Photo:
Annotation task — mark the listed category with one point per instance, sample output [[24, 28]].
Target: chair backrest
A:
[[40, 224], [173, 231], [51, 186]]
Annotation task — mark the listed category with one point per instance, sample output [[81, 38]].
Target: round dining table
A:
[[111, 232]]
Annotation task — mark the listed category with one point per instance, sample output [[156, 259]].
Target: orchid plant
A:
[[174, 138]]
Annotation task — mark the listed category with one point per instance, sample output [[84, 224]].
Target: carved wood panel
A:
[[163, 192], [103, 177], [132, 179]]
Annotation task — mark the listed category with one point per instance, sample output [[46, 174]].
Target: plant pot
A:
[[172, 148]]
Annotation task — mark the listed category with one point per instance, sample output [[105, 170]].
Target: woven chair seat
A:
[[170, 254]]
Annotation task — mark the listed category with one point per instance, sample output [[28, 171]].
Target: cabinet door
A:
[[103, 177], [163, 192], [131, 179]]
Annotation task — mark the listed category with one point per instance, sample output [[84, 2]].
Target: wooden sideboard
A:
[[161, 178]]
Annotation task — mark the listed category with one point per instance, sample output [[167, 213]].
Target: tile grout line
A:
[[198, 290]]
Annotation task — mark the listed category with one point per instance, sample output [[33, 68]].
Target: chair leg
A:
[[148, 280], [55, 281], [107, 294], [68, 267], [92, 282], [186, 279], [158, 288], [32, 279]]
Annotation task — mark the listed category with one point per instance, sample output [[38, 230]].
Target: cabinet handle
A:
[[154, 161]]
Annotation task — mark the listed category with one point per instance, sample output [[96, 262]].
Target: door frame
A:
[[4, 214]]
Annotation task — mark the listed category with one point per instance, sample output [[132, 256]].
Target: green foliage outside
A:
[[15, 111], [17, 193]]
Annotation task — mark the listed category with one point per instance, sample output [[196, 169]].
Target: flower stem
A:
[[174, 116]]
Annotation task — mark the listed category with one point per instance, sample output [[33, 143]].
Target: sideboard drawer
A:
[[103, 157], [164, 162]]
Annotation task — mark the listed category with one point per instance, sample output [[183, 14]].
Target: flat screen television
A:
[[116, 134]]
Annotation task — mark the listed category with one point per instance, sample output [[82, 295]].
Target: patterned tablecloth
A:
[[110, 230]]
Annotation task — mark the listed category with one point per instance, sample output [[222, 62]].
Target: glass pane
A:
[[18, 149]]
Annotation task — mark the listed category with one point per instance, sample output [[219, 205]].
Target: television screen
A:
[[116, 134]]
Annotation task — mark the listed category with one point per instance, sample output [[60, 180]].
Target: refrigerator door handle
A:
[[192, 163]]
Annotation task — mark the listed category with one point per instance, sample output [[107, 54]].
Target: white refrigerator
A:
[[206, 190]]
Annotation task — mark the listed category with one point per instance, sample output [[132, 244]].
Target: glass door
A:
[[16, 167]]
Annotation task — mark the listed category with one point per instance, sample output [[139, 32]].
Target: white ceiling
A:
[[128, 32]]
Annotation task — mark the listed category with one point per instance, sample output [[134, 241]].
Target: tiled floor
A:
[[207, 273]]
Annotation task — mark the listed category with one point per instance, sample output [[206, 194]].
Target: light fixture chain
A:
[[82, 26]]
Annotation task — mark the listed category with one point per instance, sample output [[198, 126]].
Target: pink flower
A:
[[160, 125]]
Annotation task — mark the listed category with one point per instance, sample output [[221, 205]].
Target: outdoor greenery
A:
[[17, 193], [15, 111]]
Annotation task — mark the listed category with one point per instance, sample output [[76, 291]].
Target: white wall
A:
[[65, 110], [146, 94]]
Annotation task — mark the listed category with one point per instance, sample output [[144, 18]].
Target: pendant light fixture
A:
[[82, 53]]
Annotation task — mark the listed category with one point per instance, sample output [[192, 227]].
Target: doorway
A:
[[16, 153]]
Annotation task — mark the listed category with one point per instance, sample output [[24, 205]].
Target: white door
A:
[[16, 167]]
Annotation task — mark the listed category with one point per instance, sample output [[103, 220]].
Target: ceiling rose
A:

================================

*What the exercise asks:*
Rewrite everything in the listing above from the line containing "output [[96, 262]]." down to the line containing "[[192, 163]]", both ends included and the requests kept as they are. Add 28 to every coordinate in the answer points, leaving the sample outputs in the requests unchanged.

*Exercise solution:*
Annotation task — mark the listed category with one point per instance, sample output [[96, 262]].
Target: door frame
A:
[[32, 242]]
Annotation task — mark the listed category with one point per instance, sample output [[132, 256]].
Target: green foliage outside
A:
[[43, 139], [45, 221]]
Annotation task — mark the listed category with one point per instance, sample output [[196, 169]].
Target: flower stem
A:
[[202, 144]]
Annotation task — mark the listed category with one point per instance, sample output [[33, 143]].
Target: sideboard drawer
A:
[[131, 185], [192, 190]]
Annotation task — mark the listed category with one point per instance, sample output [[183, 14]].
Target: flat screen television
A:
[[144, 162]]
Annotation task — mark the listed category with one point per instance, sample output [[82, 295]].
Target: patterned tablecloth
A:
[[138, 258]]
Annotation task — mark the listed category with one point per instance, sample output [[222, 62]].
Target: glass pane
A:
[[46, 177]]
Annotation task — mark the listed category with one point per instance, sample output [[219, 205]].
Target: television screen
A:
[[144, 162]]
Annotation task — mark the listed category with one point per instance, sample output [[60, 180]].
Target: refrigerator door handle
A:
[[220, 191]]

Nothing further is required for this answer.